=== Dataset content ===

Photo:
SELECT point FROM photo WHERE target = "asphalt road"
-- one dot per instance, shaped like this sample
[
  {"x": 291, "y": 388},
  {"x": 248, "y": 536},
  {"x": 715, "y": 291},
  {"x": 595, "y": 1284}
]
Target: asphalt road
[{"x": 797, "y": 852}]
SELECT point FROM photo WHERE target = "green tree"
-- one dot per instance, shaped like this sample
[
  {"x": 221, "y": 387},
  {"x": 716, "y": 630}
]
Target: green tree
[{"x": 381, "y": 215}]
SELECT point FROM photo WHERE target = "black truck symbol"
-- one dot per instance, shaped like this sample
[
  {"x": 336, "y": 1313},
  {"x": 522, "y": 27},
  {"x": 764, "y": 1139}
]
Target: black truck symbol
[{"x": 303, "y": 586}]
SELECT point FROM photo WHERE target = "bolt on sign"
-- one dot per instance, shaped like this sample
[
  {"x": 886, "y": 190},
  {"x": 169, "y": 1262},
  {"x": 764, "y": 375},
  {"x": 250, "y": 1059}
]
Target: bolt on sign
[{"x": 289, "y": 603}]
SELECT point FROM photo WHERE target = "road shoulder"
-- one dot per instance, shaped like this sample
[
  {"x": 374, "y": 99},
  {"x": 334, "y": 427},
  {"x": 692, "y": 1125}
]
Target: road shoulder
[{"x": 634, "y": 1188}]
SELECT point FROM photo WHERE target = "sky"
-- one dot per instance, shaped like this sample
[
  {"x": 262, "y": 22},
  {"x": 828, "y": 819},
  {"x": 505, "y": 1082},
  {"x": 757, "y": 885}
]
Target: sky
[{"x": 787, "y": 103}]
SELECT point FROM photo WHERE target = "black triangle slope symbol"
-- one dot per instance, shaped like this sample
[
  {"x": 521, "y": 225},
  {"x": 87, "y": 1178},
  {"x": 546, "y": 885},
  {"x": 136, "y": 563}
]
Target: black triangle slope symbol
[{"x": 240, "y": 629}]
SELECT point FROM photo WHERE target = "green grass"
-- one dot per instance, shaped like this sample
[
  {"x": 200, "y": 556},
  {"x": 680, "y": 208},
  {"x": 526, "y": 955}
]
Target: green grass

===

■ **Problem**
Which lines of the data above contain the string "point"? Show each of them in full.

■ **Exercise solution**
SELECT point FROM photo WHERE target = "asphalt road"
SELECT point FROM photo WHERE target = "green tree"
SELECT point FROM photo WHERE target = "black truck symbol"
SELECT point FROM photo WHERE target = "bolt on sign"
SELECT point FROM photo WHERE target = "road shoulder"
SELECT point FROM photo WHERE target = "sky"
SELECT point FROM photo WHERE target = "black triangle slope symbol"
SELECT point FROM photo WHERE target = "green grass"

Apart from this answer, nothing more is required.